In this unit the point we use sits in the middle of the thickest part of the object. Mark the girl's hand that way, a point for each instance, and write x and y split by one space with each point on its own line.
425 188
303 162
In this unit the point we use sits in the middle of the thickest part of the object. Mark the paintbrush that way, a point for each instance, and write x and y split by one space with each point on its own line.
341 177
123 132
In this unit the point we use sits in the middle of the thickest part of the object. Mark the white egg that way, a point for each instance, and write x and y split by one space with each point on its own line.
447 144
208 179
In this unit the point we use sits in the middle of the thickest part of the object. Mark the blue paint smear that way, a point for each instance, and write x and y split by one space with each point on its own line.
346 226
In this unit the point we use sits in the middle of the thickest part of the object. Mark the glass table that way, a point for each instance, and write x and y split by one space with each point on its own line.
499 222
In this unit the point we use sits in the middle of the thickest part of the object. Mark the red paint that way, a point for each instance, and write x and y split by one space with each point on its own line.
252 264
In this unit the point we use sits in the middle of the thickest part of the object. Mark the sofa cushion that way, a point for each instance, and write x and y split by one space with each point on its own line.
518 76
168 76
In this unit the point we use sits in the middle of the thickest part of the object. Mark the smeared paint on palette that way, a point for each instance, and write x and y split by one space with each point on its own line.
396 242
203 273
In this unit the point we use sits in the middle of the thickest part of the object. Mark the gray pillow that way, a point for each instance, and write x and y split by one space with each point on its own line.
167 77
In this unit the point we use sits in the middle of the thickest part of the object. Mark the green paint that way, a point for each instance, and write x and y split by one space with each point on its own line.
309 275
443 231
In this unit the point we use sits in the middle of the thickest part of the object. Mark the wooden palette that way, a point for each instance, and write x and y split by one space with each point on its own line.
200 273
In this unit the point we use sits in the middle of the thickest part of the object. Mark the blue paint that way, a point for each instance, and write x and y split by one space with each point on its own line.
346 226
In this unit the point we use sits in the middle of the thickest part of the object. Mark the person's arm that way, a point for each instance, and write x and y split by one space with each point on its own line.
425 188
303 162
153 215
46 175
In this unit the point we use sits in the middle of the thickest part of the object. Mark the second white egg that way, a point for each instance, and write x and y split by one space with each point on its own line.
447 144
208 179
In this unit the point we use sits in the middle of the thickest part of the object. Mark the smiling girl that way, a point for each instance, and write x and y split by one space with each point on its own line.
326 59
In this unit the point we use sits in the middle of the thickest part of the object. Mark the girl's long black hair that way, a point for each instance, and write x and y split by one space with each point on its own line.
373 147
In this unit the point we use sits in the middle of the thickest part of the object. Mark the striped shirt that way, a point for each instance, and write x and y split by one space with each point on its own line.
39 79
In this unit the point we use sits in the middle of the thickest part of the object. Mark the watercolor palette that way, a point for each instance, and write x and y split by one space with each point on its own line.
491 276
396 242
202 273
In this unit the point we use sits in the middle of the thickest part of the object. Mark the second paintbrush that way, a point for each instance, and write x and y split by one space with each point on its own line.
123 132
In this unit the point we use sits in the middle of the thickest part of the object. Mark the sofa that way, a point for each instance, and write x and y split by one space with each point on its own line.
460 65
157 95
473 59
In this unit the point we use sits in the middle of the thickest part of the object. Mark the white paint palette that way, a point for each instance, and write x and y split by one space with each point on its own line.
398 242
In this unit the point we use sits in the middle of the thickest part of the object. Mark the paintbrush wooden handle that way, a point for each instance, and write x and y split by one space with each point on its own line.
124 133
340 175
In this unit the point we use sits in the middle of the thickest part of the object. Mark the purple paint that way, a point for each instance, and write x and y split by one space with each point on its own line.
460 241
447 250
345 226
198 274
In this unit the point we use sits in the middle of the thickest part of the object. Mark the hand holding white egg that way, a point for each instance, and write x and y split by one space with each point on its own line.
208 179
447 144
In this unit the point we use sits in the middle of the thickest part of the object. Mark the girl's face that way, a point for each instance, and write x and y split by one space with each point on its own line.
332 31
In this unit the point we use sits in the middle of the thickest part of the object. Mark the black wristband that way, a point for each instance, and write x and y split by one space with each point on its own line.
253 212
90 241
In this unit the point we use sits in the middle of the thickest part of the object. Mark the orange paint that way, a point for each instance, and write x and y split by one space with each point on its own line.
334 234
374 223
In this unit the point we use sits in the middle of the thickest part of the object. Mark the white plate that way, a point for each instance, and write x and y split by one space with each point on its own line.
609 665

┄┄┄┄┄┄┄┄┄┄┄┄┄┄┄┄┄┄┄┄

• **Task objective**:
Repeat every record, keeping each line exactly as it is.

• **Answer to the problem**:
In this unit the point we use sits in the middle of the thickest part of the object. Mark the girl's hand that way, a point for each instance, and write x and y split by one space with each point on its own line.
425 188
303 162
In this unit the point we use sits in the middle of the thickest part of the object. Mark the paintbrush that way, a point for each instance, and write x and y split by one space with each point on its own line.
341 177
123 132
In this unit the point we use sits in the middle of the thickest part of the object. Mark the white egg that way, a point for each instance, and write x and y split by one space with each point on its own line.
447 144
208 179
In this unit the point we use sits in the middle of the thickest part of the object. Mark the blue paint smear that way, a point for each instance, and write x and y split by one space with each point on its own line.
346 226
In this unit the point we use sits in the middle of the thickest part of the object. Mark the glass table that way, a point for each instance, and write x and y split by one space with each point on its own line.
499 222
In this unit the point we use sits in the middle of the thickest part of the object. Mark the red paint that way, a point for each instance, and write x and y split by one space with each point on its own line.
252 264
In this unit the point we use sits in the middle of the thickest part of the object. Mark the sofa cushion that way, a point for each instance, and write x and y split by one space with each point on its own line.
518 76
168 76
In this unit the point we use sits in the middle of the thickest part of the object. Mark the smeared paint on palette that way, a point for each instance, and write x and y split by one space with each point on its own line.
396 242
203 273
In this unit the point we use sits in the middle of the thickest part of the object. Mark the gray pillow that way, a point for each instance, and write x and y split by one space with each point on its own line.
167 77
In this unit the point we use sits in the middle of the thickest part of the object. Mark the green paint that way, a point for each instance, and write x and y split by one space with each point on its own line.
309 275
443 231
In this unit the point we use sits in the middle of the thickest part of the object. Mark the wooden palette that way, a point for each instance, and write x and y split by one space with each point on its own line.
200 273
In this unit the point we use sits in the middle of the thickest part of the object. Mark the blue paint that way, a point for each instance, and write x and y split by one space with each point on its own line.
346 226
In this unit the point we use sits in the middle of the thickest part of the object. Mark the person's arm that way, a point for each instance, and write x and y split by one space with each point on its own line.
425 188
303 162
153 215
46 175
In this unit the point we use sits in the middle of the thickest part of the object. Mark the second white egg that way, a point for each instance, and write x and y split by one space with each point on its own line.
447 144
208 179
In this unit the point we use sits in the middle of the thickest part of the object. Mark the smiling girl that way, a point for each instance, and write x and y split by one space with each point on its own line.
326 59
In this unit the point we use sits in the middle of the thickest part of the object. Mark the girl's long black hair that way, a point for each instance, and write x and y split by one space with each point on its own line.
373 147
In this unit the point we use sits in the middle of the thickest part of the object. Mark the striped shirt that way, a point for each instance, and write x and y split by one space with each point on its own line.
39 79
In this unit the point we use sits in the middle of the thickest part of the object. Mark the watercolor palette that way, a point for each instance, and write x and y split by one space with each point on its own line.
491 276
396 242
202 273
In this unit the point we use sits in the middle of the thickest part of the object. Mark the second paintbrush that way, a point for each instance, and write x and y split by one space with each point on its own line.
123 132
In this unit the point we use sits in the middle of the thickest part of the object. Mark the sofa that way, a point for each instance, and write x and y split by one space with each point on its own line.
460 65
157 95
473 59
In this unit the point we use sits in the middle of the thickest part of the object. Mark the white paint palette that way, a point for each instance, and write x and y split by one space with each point on its own line.
398 242
In this unit the point we use sits in the middle of the thickest part of the object. Mark the paintbrush wooden handle that way, a point for each instance, and write x and y split by one space with each point on its own line.
124 133
340 175
In this unit the point we use sits in the middle of the thickest part of the object. Mark the purple paint that way, a point for each instance, and write x and y split by one space with each point on its own line.
460 241
447 250
345 226
198 274
In this unit the point we use sits in the middle of the thickest part of the object. Mark the hand holding white egg that way, a point for each instance, and write x and y split by one space with each point on its own line.
208 179
447 144
In this unit the point we use sits in the middle of the thickest part of the object. Mark the girl's face that way, a point for each instance, and write x and y split by one space with each point on its own line.
332 31
In this unit the point we use sits in the middle of the thickest part of the object. Mark the black wristband that way, a point for each instance, and write x and y split by one space with each point on its own line.
253 212
90 241
In this unit the point we use sits in the middle of the thickest part of the object. Mark the orange paint that way, a point for each instance, and write x and y split by one space with each point on its own line.
334 234
374 223
In this unit the point we use sits in the middle of the thickest part of the object. Mark the white plate that way, a point for each instance, and write x and y split by one space with each point on its own line.
609 665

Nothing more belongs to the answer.